-- PROBLEM --
Change every "compact form" in the data below to "short form" and leave everything else as it is. Omit the pictures from your answer.

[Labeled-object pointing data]
begin
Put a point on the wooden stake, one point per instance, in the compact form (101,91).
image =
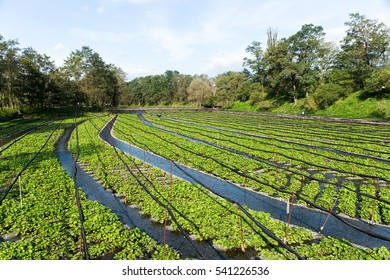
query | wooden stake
(165,231)
(240,229)
(327,217)
(289,205)
(20,193)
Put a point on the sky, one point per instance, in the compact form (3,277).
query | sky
(148,37)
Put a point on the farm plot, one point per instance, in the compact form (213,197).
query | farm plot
(39,218)
(201,156)
(352,184)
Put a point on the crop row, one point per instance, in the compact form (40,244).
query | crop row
(283,152)
(372,143)
(306,249)
(200,213)
(39,218)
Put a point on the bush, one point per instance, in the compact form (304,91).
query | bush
(382,110)
(378,82)
(8,113)
(327,94)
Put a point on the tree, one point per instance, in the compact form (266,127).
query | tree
(34,78)
(293,65)
(255,62)
(365,47)
(9,72)
(96,83)
(200,90)
(228,85)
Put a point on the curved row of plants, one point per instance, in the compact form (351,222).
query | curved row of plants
(11,127)
(341,250)
(39,218)
(236,168)
(370,140)
(282,152)
(205,216)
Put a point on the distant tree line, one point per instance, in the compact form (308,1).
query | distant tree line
end
-- COMPLETE RESPONSE --
Put a point on the wooden stake, one point per instance, in the short form (101,91).
image =
query | wooden stake
(165,231)
(240,229)
(327,217)
(289,205)
(20,193)
Put a point on the sky, one point per instance, in the short form (3,277).
query | sky
(148,37)
Put a point on the farm plot, one point per instance, in the short form (213,197).
query | farm plot
(39,218)
(201,156)
(352,184)
Put a point on the crop row, one point per instance, in the short form (40,244).
query | crop row
(283,152)
(372,143)
(306,249)
(200,213)
(39,218)
Put a point on the bush, one point per instance, in the short form (304,91).
query | bush
(382,110)
(378,82)
(8,113)
(327,94)
Put a point on the tree, one point per instance, in the short form (266,127).
query | tree
(34,78)
(293,65)
(255,62)
(365,47)
(9,72)
(96,83)
(200,90)
(228,85)
Put a point on the curved row of plants, one point per instance, in the short form (351,222).
query | curved row of plants
(11,127)
(341,250)
(39,218)
(236,168)
(370,140)
(282,152)
(205,216)
Put a point on the distant tree line, one point per instance, in the short form (308,1).
query | distant tree line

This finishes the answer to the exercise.